# [STATED PROBLEM]
Count the lines in the entries below that contain the string "cloud", with case counting, and report only that number.

=== DATA FOR THIS EXERCISE ===

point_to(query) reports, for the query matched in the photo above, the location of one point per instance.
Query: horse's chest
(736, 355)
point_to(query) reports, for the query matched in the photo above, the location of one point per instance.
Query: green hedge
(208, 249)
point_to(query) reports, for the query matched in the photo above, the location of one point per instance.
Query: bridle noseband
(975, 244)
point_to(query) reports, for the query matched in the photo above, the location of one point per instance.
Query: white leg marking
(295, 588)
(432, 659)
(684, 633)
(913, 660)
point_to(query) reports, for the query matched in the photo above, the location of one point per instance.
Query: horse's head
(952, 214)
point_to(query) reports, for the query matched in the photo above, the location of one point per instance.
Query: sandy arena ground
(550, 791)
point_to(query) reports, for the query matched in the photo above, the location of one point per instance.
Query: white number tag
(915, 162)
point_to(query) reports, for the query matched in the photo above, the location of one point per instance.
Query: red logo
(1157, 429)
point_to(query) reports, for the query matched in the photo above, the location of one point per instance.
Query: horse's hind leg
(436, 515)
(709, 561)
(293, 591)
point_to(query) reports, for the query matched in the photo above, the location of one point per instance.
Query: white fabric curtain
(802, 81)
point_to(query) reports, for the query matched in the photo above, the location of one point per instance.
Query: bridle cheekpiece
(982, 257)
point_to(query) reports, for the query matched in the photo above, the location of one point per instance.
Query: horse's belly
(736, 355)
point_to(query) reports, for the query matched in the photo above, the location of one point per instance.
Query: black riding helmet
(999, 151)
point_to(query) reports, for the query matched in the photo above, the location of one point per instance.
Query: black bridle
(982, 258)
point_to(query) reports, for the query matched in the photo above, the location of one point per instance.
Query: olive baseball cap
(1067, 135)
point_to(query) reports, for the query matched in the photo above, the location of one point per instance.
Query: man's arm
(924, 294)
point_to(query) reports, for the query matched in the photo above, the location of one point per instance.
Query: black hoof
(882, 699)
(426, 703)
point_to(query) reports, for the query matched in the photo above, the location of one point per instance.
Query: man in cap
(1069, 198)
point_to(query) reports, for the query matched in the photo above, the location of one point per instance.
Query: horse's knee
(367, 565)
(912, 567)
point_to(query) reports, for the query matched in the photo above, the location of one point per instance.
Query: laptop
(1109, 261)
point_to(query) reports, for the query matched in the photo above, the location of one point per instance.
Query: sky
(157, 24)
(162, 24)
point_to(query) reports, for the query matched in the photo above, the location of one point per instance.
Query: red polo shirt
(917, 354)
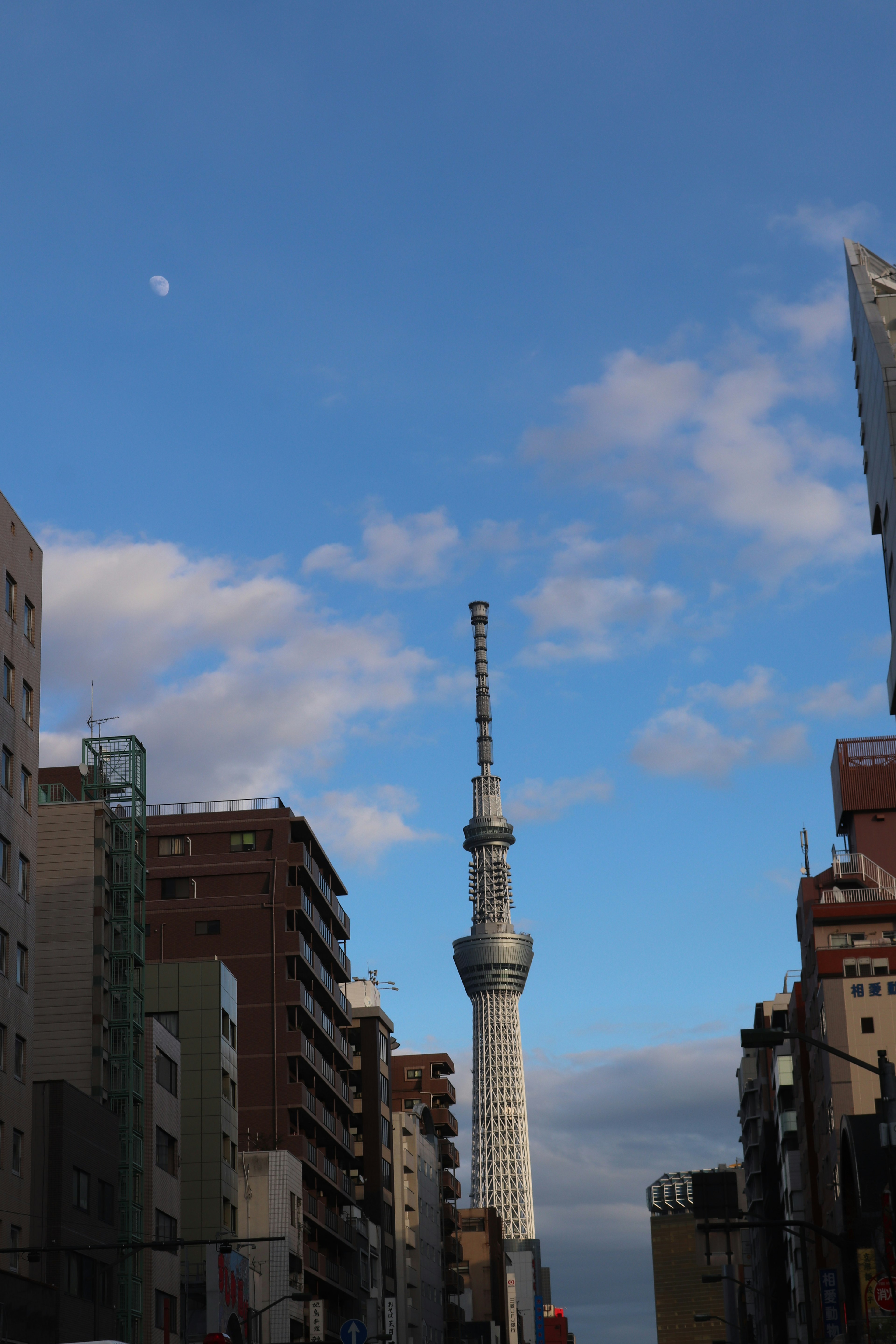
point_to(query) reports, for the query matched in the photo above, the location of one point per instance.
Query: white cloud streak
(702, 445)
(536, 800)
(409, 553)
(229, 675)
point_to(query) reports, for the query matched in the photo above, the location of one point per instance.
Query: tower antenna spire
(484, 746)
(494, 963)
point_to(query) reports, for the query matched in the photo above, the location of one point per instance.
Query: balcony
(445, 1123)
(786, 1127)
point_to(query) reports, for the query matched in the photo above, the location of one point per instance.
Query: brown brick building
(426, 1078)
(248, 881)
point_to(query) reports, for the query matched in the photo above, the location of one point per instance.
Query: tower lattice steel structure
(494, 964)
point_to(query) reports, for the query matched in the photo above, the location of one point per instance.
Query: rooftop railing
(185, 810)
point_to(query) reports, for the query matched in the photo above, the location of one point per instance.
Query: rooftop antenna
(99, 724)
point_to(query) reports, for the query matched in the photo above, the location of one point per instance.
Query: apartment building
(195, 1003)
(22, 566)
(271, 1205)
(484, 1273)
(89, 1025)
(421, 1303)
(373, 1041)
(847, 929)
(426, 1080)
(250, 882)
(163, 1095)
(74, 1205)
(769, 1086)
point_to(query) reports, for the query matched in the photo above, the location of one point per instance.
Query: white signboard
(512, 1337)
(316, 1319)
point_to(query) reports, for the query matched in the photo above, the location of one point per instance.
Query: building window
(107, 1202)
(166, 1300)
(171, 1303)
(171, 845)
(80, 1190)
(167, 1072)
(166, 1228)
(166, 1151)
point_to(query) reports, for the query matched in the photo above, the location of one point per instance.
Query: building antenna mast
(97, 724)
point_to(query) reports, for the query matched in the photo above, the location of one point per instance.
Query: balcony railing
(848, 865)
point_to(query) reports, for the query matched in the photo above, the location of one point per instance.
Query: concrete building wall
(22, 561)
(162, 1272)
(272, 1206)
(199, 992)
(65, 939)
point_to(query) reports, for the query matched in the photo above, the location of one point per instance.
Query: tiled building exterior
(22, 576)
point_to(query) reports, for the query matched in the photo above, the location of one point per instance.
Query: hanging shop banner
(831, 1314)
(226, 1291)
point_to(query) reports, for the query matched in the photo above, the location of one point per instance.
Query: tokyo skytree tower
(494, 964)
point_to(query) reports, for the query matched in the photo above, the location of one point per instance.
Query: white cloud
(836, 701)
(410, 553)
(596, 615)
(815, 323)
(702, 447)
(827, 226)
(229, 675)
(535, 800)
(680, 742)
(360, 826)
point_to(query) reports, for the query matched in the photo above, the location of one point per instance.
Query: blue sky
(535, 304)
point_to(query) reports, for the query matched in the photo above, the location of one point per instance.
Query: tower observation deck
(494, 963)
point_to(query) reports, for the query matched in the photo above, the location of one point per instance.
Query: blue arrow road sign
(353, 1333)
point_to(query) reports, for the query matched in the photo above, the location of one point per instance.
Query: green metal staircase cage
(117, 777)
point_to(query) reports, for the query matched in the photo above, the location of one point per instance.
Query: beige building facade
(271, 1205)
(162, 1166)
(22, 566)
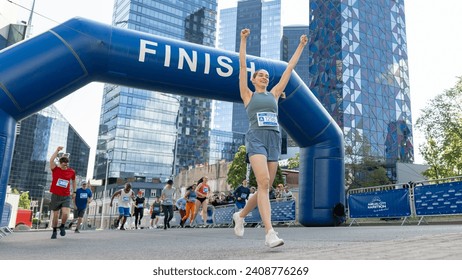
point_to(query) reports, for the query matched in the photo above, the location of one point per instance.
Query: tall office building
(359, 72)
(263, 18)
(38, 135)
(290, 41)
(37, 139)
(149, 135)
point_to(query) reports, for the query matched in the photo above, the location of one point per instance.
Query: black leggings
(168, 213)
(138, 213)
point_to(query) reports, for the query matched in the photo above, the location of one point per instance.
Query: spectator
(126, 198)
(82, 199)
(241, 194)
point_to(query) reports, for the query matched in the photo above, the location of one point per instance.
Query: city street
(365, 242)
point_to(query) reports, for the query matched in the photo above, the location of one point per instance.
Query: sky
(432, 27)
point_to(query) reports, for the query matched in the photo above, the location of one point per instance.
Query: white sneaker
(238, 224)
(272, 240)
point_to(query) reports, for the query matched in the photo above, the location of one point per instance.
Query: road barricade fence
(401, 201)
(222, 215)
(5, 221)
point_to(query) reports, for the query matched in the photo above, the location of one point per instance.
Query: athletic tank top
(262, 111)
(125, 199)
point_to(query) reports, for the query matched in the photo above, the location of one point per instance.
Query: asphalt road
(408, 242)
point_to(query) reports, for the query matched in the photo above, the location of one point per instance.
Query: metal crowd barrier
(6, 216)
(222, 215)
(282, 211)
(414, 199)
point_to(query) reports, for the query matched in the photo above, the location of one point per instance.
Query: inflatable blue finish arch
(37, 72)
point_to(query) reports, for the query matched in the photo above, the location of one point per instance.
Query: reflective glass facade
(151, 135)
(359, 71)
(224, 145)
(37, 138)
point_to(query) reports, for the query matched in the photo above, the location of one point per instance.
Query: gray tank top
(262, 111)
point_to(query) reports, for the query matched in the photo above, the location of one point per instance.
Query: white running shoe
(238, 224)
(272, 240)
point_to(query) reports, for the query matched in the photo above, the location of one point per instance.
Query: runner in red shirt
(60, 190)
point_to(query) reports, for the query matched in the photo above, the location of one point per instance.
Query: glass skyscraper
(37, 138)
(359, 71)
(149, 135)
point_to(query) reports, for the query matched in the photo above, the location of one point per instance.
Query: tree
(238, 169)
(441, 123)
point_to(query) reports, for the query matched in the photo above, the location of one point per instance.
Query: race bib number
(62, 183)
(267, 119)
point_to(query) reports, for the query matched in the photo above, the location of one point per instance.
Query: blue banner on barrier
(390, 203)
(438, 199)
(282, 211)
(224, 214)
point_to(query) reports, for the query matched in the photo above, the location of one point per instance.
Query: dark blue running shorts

===

# [WRITTEN RESPONSE]
2